= EXERCISE TASK A =
Pull out each line of the listing below that contains the string "garden".

= SELECTION =
>>>

I did not come to the Git mailing list to rehash those choices. I came
here to find a solution to the performance problem. While it shows up
with our repo, I'm certain that we're not the only people with the
problem. The GSoC 2009 ideas contain a potential project for caching the
generated packs, which, while having value in itself, could be partially
avoided by sending suitable pre-built packs (if they exist) without any
repacking.

On Sun, Apr 05, 2009 at 05:54:53AM +0200, Nicolas Sebrecht wrote:
> > That causes incredibly bloat unfortunately.
> > 
> > I'll summarize why here for the git mailing list. Most our developers
> > have the entire tree checked out, and in informal surveys, would like to
> > continue to do so. There are ~13500 packages right now 
> Each developer doesn't work on so many packages, right ? From my point
> of view, checkin'out the entire tree is the wrong way on how to do
> things.
Also, I should note that working on the tree isn't the only reason to
have the tree checked out. While the great majority of Gentoo users have
their trees purely from rsync, there is nothing stopping you from using
a tree from CVS (anonCVS for the users, master CVS server for the
developers).

A quick bit of stats run show that while some developers only touch a
few packages, there are at least 200 developers that have done a major
change to 100 or more packages.

> > Without tail packing, the Gentoo tree is presently around 520MiB (you
> > can fit it into ~190MiB with tail packing). This means that
> > repo-per-package would have an overhead in the range of 400%.
> Don't know about the business for Gentoo, but HDD is cheap.
There's no reason to have bloat just for the layout to change.

> Also, I'd like to know how much space you will gain with the CVS to Git >
> migration.  How bigger is a CVS repo against a Git one ?
For the CVS checkouts right now: 
- ~410MiB of content (w/ 4kb inodes)
- ~240MiB of CVS overhead (w/ 4kb inodes)
(sorry about the earlier 520MiB number, I forgot to exclude a local dir
of stats data on my box when I ran du quickly).

Our experimental Git, with only a single repo for gentoo-x86:
- ~410MiB of content (w/ 4kb inodes)
- 80MiB - 1.6GiB of Git total overhead.

80MiB of overhead is the total overhead with a shallow clone at depth 1.
1.6GiB is with the full history.

And per-package numbers, because we DID do an experimental conversion,
last year, although the packs might not have been optimal:
- ~410MiB of content (w/ 4kb inodes)
- 4.7GiB of Git total overhead, with a breakdown:
  - 1.9GiB in inode waste
  - 2.8GiB in packs

> One repo per category could be a good compromise assuming one seperate
> branch per package, then.
Other downsides to repo-per-category and repo-per-package:
- Raises difficulty in adding a new package/category. 
  You cannot just do 'mkdir && vi ... && git add && git commit' anymore.
- The name of the directory for both of the category AND the package are not
  specified in the ebuild, as such, unless they are checked out to the right
  location, you will get breakage (definitely in the package name, and
  about 10% of the time with categories).

<<<

= RECORDS SUPPLIED =
>>>

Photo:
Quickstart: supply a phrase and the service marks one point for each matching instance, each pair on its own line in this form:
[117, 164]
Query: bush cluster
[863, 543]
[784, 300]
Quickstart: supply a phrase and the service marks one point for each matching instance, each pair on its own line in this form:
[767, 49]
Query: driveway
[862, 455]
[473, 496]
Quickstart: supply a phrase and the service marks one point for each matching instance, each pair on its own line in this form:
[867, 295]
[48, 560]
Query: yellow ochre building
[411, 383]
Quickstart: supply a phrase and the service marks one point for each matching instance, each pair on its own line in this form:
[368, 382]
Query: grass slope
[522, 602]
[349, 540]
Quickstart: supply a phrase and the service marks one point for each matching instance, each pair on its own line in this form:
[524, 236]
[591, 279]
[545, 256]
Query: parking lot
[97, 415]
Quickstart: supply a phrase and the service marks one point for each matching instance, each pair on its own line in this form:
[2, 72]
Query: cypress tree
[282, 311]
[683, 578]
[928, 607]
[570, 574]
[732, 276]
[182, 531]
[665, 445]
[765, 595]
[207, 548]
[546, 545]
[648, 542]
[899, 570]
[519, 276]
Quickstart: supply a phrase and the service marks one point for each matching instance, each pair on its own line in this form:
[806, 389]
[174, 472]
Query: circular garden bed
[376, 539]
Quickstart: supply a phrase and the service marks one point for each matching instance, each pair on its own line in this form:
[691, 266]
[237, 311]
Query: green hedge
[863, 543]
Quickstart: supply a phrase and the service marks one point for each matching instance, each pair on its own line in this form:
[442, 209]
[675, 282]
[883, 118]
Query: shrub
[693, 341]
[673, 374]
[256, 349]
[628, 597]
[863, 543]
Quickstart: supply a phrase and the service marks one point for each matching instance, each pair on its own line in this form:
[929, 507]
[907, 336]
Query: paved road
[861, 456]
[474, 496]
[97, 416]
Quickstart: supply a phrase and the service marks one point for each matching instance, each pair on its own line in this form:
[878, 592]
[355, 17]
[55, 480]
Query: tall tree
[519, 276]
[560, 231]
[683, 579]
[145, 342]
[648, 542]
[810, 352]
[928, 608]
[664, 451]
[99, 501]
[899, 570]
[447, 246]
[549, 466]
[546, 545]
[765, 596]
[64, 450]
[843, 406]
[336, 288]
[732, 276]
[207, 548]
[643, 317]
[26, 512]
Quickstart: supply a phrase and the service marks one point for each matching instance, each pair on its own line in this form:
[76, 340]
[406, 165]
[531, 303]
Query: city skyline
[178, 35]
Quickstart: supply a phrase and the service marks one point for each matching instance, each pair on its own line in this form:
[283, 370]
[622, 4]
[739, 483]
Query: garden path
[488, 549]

<<<

= EXERCISE TASK B =
According to the mailing list message above, how many developers have made a major change to 100 or more packages?

= COMPLETE OUTPUT A =
Query: circular garden bed
Query: garden path

= COMPLETE OUTPUT B =
At least 200 developers.